* Given task 1: Reproduce the biography of Daniele Cudini word for word, in full.

:::

Daniele Cudini (born 1963 in Fermo) is an Italian painter and sculptor.

Biography 
Born in Fermo, in the Italian region Le Marche, Daniele Cudini completed his secondary education at the Istituto Statale d'Arte in Fermo with the specialisation in ceramics and then continued his studies at the Accademia di Belle Arti
di Macerata with a degree in Painting.

After a few exhibitions around Italy, in 1992 he was invited to exhibit his works at the Galleria nazionale d'artemoderna in Rome and at the Istituto Giapponese di Cultura in the exhibition Giappone Italia nuove generazioni (Japan Italy new generations), where he showed a series of large paintings created with a working technique that makes use of tar.

In 1998 he began his collaboration with Lucio Dalla, who invited him to create a personal exhibition in his gallery in Bologna titled "Inspira Trattieri Respira" (Breath in - Hold - Breath out), featuring a text by Demetrio Paparoni in the catalogue.

:::

* Given task 2: In the records, rewrite the part that opens with the line containing "Indicate the window shutter" and runs through the end of the records, with "shutter pair" replaced by "shutter set" and nothing else changed. Give only that part.

:::

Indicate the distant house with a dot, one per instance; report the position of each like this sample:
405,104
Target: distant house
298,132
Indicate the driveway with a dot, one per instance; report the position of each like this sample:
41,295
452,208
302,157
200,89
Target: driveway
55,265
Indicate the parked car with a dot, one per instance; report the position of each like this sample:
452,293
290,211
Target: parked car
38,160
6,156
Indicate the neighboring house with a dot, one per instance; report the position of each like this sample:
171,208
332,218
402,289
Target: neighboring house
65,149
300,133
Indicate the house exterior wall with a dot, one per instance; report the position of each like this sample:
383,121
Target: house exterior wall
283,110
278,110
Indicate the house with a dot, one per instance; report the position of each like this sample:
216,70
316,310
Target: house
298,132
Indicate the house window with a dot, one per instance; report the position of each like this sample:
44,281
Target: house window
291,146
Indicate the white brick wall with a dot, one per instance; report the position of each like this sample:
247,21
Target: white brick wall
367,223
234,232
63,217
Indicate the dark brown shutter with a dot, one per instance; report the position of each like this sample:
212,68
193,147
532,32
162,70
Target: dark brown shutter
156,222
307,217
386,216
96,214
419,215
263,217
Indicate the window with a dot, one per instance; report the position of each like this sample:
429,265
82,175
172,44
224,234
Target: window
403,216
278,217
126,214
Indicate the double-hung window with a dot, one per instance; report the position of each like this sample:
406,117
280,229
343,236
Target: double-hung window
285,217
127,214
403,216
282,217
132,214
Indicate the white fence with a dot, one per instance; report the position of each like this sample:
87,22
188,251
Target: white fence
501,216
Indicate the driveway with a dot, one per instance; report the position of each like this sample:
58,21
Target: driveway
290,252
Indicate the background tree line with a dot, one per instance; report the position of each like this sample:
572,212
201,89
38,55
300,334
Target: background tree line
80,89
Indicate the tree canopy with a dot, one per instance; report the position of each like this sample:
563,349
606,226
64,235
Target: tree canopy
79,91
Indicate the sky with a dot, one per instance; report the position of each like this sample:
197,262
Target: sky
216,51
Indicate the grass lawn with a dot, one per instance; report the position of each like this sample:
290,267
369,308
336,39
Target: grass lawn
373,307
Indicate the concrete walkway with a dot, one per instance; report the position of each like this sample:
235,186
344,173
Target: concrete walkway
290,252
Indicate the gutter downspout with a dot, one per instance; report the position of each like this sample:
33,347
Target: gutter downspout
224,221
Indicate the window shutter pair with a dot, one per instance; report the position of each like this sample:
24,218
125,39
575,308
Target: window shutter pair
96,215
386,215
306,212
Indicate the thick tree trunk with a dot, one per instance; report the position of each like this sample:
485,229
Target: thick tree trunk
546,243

:::

* Solution 1:
Daniele Cudini (born 1963 in Fermo) is an Italian painter and sculptor.

Biography 
Born in Fermo, in the Italian region Le Marche, Daniele Cudini completed his secondary education at the Istituto Statale d'Arte in Fermo with the specialisation in ceramics and then continued his studies at the Accademia di Belle Arti
di Macerata with a degree in Painting.

After a few exhibitions around Italy, in 1992 he was invited to exhibit his works at the Galleria nazionale d'artemoderna in Rome and at the Istituto Giapponese di Cultura in the exhibition Giappone Italia nuove generazioni (Japan Italy new generations), where he showed a series of large paintings created with a working technique that makes use of tar.

In 1998 he began his collaboration with Lucio Dalla, who invited him to create a personal exhibition in his gallery in Bologna titled "Inspira Trattieri Respira" (Breath in - Hold - Breath out), featuring a text by Demetrio Paparoni in the catalogue.

* Solution 2:
Indicate the window shutter set with a dot, one per instance; report the position of each like this sample:
24,218
125,39
575,308
Target: window shutter set
96,215
386,215
306,212
Indicate the thick tree trunk with a dot, one per instance; report the position of each like this sample:
485,229
Target: thick tree trunk
546,243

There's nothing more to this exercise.